§ **WHAT IS NEEDED**
Copy out, character for character, the part of the records that opens with the line containing "Exercise. Mark every instance of the white car" and closes with the line containing "pixel 121 63", including both of those lines, and leave the pictures out of your copy.

§ **A block of data**
────────────────

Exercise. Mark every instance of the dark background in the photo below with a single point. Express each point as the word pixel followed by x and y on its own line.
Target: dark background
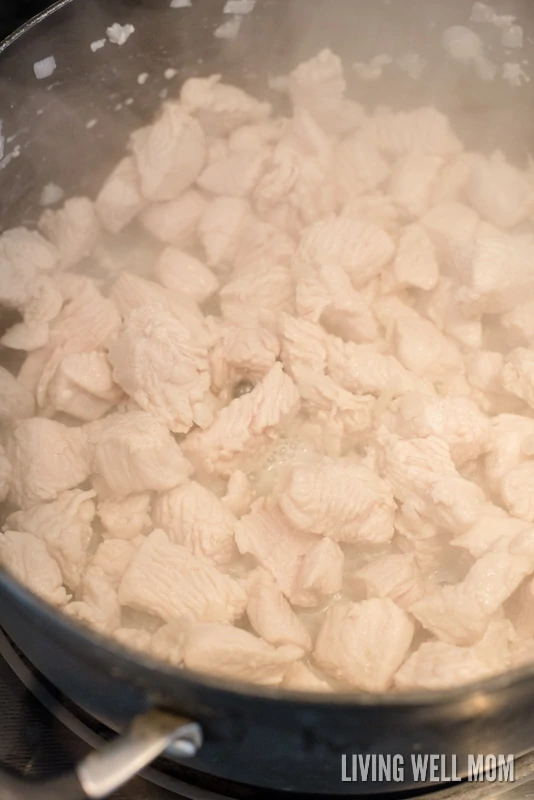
pixel 15 12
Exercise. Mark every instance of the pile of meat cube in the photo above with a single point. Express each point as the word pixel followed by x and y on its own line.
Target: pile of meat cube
pixel 293 443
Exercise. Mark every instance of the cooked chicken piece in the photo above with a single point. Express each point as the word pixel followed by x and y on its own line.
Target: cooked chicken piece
pixel 460 614
pixel 412 180
pixel 169 154
pixel 26 558
pixel 424 478
pixel 65 526
pixel 421 130
pixel 73 229
pixel 16 402
pixel 221 108
pixel 25 257
pixel 83 386
pixel 416 264
pixel 300 678
pixel 167 580
pixel 176 221
pixel 239 494
pixel 241 352
pixel 247 299
pixel 456 420
pixel 235 175
pixel 158 363
pixel 305 571
pixel 362 249
pixel 182 273
pixel 113 557
pixel 120 199
pixel 243 429
pixel 229 652
pixel 47 458
pixel 270 614
pixel 342 500
pixel 194 517
pixel 134 453
pixel 394 576
pixel 125 517
pixel 364 644
pixel 221 227
pixel 99 607
pixel 499 192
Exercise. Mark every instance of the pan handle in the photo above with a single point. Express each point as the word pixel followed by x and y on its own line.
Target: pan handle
pixel 103 772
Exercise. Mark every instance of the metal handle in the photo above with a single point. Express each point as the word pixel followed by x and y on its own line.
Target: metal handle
pixel 103 772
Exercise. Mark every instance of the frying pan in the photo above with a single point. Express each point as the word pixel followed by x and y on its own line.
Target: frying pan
pixel 261 741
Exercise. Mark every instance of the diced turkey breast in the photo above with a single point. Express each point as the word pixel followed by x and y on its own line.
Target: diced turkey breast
pixel 74 230
pixel 113 557
pixel 499 192
pixel 167 580
pixel 99 607
pixel 300 678
pixel 176 221
pixel 182 273
pixel 65 526
pixel 134 453
pixel 16 402
pixel 270 614
pixel 120 199
pixel 47 458
pixel 233 653
pixel 221 108
pixel 245 427
pixel 125 517
pixel 83 386
pixel 26 558
pixel 158 363
pixel 456 420
pixel 342 500
pixel 364 644
pixel 416 264
pixel 194 517
pixel 169 154
pixel 394 576
pixel 461 613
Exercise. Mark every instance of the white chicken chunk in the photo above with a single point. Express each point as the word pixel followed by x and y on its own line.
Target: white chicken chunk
pixel 395 576
pixel 133 453
pixel 229 652
pixel 244 428
pixel 364 644
pixel 74 230
pixel 169 154
pixel 221 108
pixel 194 517
pixel 65 526
pixel 99 607
pixel 175 222
pixel 345 501
pixel 460 613
pixel 120 198
pixel 270 614
pixel 168 581
pixel 158 363
pixel 125 517
pixel 26 558
pixel 305 568
pixel 47 458
pixel 16 402
pixel 182 273
pixel 499 192
pixel 416 264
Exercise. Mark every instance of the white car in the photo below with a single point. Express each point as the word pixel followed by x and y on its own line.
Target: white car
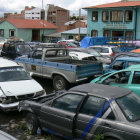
pixel 81 56
pixel 106 50
pixel 16 85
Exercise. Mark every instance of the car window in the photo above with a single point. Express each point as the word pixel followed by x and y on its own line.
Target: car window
pixel 92 105
pixel 11 48
pixel 118 65
pixel 133 63
pixel 136 78
pixel 68 102
pixel 91 58
pixel 105 50
pixel 5 48
pixel 97 49
pixel 118 78
pixel 111 116
pixel 130 106
pixel 56 53
pixel 37 54
pixel 74 57
pixel 116 50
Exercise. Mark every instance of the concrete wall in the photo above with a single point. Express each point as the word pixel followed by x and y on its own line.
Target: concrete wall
pixel 66 36
pixel 100 25
pixel 7 26
pixel 25 34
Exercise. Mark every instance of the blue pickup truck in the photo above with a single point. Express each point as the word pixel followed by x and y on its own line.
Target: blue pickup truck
pixel 56 64
pixel 121 63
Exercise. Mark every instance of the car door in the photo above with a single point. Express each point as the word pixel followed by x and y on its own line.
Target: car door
pixel 135 82
pixel 35 63
pixel 91 107
pixel 121 79
pixel 59 116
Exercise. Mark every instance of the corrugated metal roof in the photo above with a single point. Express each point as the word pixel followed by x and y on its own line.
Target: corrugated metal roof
pixel 117 4
pixel 70 22
pixel 31 23
pixel 76 31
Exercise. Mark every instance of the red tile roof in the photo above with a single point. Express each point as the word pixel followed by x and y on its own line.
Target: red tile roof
pixel 31 23
pixel 117 4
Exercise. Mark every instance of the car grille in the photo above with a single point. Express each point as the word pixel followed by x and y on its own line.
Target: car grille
pixel 23 97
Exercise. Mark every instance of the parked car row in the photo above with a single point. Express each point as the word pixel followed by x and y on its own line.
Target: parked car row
pixel 109 105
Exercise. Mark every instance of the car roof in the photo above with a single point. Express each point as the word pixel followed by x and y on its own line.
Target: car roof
pixel 135 67
pixel 7 63
pixel 101 90
pixel 103 46
pixel 80 54
pixel 129 58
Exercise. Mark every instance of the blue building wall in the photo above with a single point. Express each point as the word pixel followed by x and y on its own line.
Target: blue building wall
pixel 100 25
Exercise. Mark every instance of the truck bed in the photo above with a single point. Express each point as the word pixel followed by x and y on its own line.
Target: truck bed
pixel 75 62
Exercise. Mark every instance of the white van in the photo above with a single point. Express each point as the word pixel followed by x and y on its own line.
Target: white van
pixel 15 85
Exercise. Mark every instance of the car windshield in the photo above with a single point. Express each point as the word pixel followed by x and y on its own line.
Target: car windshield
pixel 23 48
pixel 71 45
pixel 130 105
pixel 103 77
pixel 13 74
pixel 116 50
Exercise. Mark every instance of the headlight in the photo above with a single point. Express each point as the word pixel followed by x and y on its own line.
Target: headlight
pixel 39 93
pixel 7 100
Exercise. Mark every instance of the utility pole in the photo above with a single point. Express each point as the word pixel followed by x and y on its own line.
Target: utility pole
pixel 42 13
pixel 79 24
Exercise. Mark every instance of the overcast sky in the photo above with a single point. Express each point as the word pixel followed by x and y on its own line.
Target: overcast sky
pixel 72 5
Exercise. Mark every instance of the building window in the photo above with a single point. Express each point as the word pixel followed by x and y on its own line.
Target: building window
pixel 116 15
pixel 94 33
pixel 105 15
pixel 95 16
pixel 128 15
pixel 11 32
pixel 107 34
pixel 1 32
pixel 129 35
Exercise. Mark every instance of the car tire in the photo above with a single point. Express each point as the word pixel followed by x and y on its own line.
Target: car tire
pixel 31 123
pixel 59 83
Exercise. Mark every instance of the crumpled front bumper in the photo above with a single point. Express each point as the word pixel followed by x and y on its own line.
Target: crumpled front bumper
pixel 14 106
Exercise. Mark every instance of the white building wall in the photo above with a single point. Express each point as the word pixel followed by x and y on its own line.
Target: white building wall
pixel 34 13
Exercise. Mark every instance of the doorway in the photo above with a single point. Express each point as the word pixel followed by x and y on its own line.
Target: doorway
pixel 35 35
pixel 117 34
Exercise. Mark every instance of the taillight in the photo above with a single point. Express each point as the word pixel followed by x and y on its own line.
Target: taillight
pixel 112 54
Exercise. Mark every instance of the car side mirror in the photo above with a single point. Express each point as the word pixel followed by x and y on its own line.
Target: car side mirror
pixel 117 67
pixel 31 74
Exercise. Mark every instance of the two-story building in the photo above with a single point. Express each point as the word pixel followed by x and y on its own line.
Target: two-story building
pixel 117 20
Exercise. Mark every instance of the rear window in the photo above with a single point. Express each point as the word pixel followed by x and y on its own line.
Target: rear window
pixel 116 50
pixel 92 58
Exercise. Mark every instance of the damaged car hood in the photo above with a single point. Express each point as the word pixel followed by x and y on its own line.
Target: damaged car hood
pixel 14 88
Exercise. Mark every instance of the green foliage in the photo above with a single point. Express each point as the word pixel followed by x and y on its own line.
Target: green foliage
pixel 21 126
pixel 99 137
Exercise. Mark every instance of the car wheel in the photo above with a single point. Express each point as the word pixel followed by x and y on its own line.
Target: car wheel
pixel 59 83
pixel 32 123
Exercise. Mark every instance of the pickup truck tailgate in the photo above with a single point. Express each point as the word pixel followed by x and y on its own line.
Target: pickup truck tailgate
pixel 89 70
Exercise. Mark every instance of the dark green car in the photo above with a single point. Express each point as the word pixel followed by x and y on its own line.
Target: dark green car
pixel 128 78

────────────────

§ **COMPLETED EXERCISE**
Exercise. Mark every instance of the white car in the photo below with a single point. Express each point as the word pixel followed by x and y on its own line.
Target: white car
pixel 81 56
pixel 106 50
pixel 16 85
Exercise. Mark every instance of the car window in the photo above with a single point. Express each point as the word pixel followed by x and y on its own line.
Target: car window
pixel 92 105
pixel 11 48
pixel 118 65
pixel 133 63
pixel 136 78
pixel 68 102
pixel 91 58
pixel 105 50
pixel 5 48
pixel 97 49
pixel 118 78
pixel 111 116
pixel 130 106
pixel 56 53
pixel 37 54
pixel 74 57
pixel 116 50
Exercise. Mark every instance of the concrete wall in the photo above with a single point. Express each point as the word pixel followed by x and y on its own line.
Target: concrete wall
pixel 66 36
pixel 100 25
pixel 7 26
pixel 25 34
Exercise. Mark every instance of the blue pickup truck in the photo above with a single point. Express each point as the word pixel followed by x and y on its own line.
Target: blue pickup truck
pixel 56 64
pixel 121 63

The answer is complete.